• [STATED PROBLEM]
The records that follow need to be output exactly as they are.

** START GIVEN INFORMATION **

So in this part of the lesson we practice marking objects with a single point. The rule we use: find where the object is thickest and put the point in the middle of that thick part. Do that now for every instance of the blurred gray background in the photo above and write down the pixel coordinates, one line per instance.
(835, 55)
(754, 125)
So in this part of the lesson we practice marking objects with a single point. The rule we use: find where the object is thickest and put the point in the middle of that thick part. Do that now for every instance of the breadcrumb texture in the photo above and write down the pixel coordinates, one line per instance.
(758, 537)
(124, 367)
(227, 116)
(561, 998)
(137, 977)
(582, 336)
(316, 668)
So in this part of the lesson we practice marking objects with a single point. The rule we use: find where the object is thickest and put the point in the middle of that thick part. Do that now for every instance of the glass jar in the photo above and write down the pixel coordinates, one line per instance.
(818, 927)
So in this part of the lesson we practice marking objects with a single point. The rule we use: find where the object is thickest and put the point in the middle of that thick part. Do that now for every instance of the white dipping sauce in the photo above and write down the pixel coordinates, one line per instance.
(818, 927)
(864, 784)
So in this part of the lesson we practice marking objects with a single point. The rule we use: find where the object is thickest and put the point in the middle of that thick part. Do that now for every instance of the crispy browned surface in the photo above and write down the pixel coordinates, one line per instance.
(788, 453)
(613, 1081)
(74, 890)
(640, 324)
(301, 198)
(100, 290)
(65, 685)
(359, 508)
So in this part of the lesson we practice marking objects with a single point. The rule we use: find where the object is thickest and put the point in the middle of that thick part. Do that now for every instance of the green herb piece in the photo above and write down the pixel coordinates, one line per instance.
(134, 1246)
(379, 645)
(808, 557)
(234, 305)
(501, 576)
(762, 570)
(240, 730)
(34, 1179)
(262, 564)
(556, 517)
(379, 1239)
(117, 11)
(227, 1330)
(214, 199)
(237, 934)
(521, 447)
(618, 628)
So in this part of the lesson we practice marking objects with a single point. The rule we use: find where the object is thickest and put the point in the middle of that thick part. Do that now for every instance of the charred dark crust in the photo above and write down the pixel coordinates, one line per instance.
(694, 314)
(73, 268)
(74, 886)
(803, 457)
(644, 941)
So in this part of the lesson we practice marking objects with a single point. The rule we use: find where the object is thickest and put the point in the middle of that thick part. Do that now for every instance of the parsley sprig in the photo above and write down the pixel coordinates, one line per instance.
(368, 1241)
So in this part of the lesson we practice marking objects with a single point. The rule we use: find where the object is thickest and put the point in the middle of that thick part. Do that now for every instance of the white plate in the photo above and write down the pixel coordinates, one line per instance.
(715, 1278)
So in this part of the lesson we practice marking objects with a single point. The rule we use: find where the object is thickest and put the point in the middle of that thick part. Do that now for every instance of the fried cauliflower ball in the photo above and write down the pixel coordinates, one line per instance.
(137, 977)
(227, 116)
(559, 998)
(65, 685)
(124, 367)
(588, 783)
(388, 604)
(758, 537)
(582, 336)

** END GIVEN INFORMATION **

• [ANSWER TO THE PROBLEM]
So in this part of the lesson we practice marking objects with a single point. The rule we use: find where the object is thickest and put the point in the middle of that thick part. Do that now for every instance of the blurred gray background in the photo above and write down the pixel coordinates, one line per instance.
(835, 55)
(754, 125)
So in this part of the lesson we practice marking objects with a single point. The rule we use: find where the object is thickest and put the point in the middle of that thick part. Do that now for every instance of the breadcrumb texture in the photo above and write down the pixel coordinates, one line per instance.
(758, 537)
(124, 367)
(227, 116)
(561, 998)
(137, 977)
(582, 336)
(316, 668)
So in this part of the lesson we practice marking objects with a single point. The rule we use: find where the object is thickest and put the point in the middle of that thick part. Do that now for every instance of the glass jar in the photo above and write down the pixel coordinates, one line per instance.
(818, 927)
So in this part of the lesson we practice marking objects with a single point. The rule we use: find where the object is thickest and put the point in the middle of that thick part. Do that now for every instance of the white dipping sauce in the photo above and write down the pixel coordinates, one line per instance.
(818, 927)
(864, 784)
So in this part of the lesson we practice marking objects with a single point. The rule we use: find where the object is thickest and put the point in the middle of that thick part. Do that now for every instance of the crispy browned surface in the photo above and write down the pixel coordinates, one line per instance.
(788, 453)
(613, 1081)
(74, 890)
(640, 324)
(301, 198)
(100, 290)
(65, 685)
(359, 508)
So in this part of the lesson we practice marking objects with a single point. The rule we use: find where the object is thickest and put the point in the middle of that thick part. Do that now for every instance of the green herb piece in the photo above and write down the pixel coordinates, one line per instance.
(134, 1246)
(379, 645)
(808, 557)
(234, 305)
(501, 576)
(762, 570)
(240, 730)
(34, 1179)
(262, 564)
(556, 517)
(379, 1239)
(117, 11)
(227, 1330)
(214, 199)
(237, 934)
(521, 447)
(618, 628)
So in this part of the lesson we practice marking objects with a single point. The rule we use: find where the object is thickest and put the point in the middle of that thick part. Do that now for every instance of the charred dark crust in the photo above and write down the pixel coordinates, one line per instance.
(694, 314)
(73, 268)
(74, 886)
(803, 457)
(644, 941)
So in this part of the lesson we practice marking objects with a single point. The rule we use: find where the object is thickest and put the point in the middle of that thick part. Do that now for every instance of the parsley sprig in the photo above and write down the pixel coordinates, one line per instance.
(368, 1241)
So in this part of the lesson we practice marking objects with a single point. The rule we use: find where the object is thickest and put the point in the middle of that thick part. Do that now for every instance of the white plate in the photo above and write down the pixel coordinates, one line per instance.
(715, 1278)
So in this part of the lesson we practice marking objects with a single point. The rule we use: find where the object is thickest and put the point in the middle of that thick part. Do that now for every instance of the fried cauliflower ball in the photo above and write down the pixel coordinates, one line per instance.
(137, 977)
(227, 116)
(559, 998)
(65, 685)
(124, 367)
(588, 783)
(388, 604)
(758, 537)
(582, 336)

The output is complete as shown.